Data items:

------------------------

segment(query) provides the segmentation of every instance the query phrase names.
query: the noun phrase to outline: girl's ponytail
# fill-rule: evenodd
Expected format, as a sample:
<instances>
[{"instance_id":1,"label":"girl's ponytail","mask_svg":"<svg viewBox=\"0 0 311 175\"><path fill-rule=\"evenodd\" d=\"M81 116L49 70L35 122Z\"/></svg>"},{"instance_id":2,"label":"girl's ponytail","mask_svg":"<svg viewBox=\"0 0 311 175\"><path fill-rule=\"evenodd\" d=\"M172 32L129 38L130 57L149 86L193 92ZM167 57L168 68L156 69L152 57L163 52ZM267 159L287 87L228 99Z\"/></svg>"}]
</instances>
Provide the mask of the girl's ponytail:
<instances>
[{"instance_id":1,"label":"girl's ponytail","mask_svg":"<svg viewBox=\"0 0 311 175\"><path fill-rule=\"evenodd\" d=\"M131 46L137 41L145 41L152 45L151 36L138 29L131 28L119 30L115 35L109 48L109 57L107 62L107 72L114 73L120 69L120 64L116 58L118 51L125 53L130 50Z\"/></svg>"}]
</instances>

------------------------

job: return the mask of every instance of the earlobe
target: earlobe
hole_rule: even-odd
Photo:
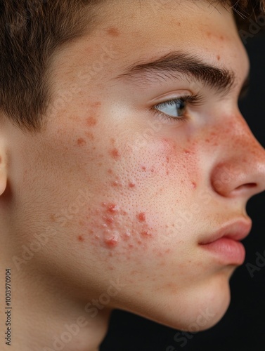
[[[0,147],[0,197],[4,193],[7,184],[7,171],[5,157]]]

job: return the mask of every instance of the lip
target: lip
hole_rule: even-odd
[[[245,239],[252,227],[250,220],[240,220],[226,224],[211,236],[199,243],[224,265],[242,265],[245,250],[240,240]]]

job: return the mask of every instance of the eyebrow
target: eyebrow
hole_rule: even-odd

------------------------

* YOUR TASK:
How many lines of the records above contain the string "eyebrow"? Give only the number.

* FINAL RESULT:
2